**Required work**
- a) Answer these questions about the passage on race training for educators, one line each:
(i) What position does David Watkins hold?
(ii) What book did Glenn Singleton write?
(iii) According to the uncle, what will being right and $2.75 get you?
- b) Revise the passage on race training for educators from "Jennifer Gonzalez, in" up to and including "training of educators.", putting "exhausting" in place of "back breaking".

**Supplied passage**

There are no magic wands. Nothing will get tied up in a beautiful bow. It will be imperfect work. Just like anything we attempt to teach our students.
Jennifer Gonzalez, in her podcast and website Cult of Pedagogy interviews David Watkins, the Director of Equity and Diversity for the Broward County School District in Florida and Glenn Singleton, the author of Courageous Conversations about Race. They are both doing the difficult and back breaking and inspiring work of transforming a school district’s approach to race and fairness by doing highly immersive, long term and strategic training of educators.
I wanted to highlight a few points made by Singleton which cross over into the important work of gender and education and working with our educators.
He points out the irony that educators are used to taking the long view with the work and development of skills, knowledge and thinking with their students, but when it comes to discussions about such highly sensitive issues regarding race, we want a magic pill, we want it clean, we want it not to be messy or even very difficult.
Singleton pivots our thinking about this work from the desire to be right to needing to be effective (as my uncle used to tell me, being right and $2.75 will get you on the New York City Subway). Being right is often not nearly enough.
And finally, the work can be so challenging because we must all contend with the discomfort of confronting a value system based on a social construction, which is designed to give one group of people power and authority over others. In other words, differences of race are a type of fairytale, a mirage, a made-up reality that literally infects our minds and ways of being in the world. These assumptions are hard to shake and to break free from.

**Data extract**
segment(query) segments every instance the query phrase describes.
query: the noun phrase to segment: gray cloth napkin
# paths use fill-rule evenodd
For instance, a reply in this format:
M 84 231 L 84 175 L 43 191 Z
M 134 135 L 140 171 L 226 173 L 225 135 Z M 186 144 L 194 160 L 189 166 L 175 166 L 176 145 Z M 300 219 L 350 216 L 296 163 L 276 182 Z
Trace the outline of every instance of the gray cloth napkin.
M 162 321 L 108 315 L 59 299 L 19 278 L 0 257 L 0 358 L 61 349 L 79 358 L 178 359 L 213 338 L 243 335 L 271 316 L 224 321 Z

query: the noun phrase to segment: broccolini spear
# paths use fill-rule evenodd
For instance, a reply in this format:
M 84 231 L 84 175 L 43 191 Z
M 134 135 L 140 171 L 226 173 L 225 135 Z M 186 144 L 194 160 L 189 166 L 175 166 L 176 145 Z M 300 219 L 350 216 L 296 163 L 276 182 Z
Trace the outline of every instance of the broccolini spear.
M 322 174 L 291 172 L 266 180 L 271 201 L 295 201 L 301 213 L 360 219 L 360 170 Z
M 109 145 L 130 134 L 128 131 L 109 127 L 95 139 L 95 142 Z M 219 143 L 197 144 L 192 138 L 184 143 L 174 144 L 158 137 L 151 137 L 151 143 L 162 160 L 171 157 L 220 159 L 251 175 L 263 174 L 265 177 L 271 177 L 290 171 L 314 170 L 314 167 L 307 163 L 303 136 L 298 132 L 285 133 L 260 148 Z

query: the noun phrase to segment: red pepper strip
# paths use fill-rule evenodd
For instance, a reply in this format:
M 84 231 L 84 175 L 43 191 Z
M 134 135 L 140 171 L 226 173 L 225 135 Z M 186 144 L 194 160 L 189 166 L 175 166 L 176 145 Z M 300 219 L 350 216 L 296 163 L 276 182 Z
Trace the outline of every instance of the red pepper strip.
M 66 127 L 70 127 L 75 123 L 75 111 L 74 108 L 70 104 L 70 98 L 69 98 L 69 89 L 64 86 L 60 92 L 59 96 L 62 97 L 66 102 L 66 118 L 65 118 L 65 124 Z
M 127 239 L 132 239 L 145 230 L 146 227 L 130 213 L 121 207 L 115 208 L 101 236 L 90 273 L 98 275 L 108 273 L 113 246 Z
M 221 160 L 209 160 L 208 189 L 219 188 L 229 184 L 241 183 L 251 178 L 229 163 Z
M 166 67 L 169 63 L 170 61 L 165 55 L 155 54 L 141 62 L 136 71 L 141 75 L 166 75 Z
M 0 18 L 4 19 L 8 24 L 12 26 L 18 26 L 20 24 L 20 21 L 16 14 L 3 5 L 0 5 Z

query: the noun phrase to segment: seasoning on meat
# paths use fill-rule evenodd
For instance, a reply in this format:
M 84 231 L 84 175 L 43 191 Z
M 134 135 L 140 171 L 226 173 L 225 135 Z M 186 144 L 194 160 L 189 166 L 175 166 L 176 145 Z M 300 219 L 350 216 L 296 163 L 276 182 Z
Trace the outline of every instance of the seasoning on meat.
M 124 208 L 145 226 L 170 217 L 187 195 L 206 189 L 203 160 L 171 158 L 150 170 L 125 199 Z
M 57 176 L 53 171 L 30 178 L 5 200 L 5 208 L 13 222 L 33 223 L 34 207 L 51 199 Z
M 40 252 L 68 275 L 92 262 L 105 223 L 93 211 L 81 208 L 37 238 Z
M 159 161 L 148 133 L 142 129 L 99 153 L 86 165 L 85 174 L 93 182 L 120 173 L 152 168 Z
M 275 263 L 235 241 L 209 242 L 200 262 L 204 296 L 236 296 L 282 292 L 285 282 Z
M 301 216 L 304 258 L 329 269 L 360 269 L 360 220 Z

**Written responses**
- a)
(i) Director of Equity and Diversity for the Broward County School District in Florida
(ii) Courageous Conversations about Race
(iii) On the New York City Subway

- b)
Jennifer Gonzalez, in her podcast and website Cult of Pedagogy interviews David Watkins, the Director of Equity and Diversity for the Broward County School District in Florida and Glenn Singleton, the author of Courageous Conversations about Race. They are both doing the difficult and exhausting and inspiring work of transforming a school district’s approach to race and fairness by doing highly immersive, long term and strategic training of educators.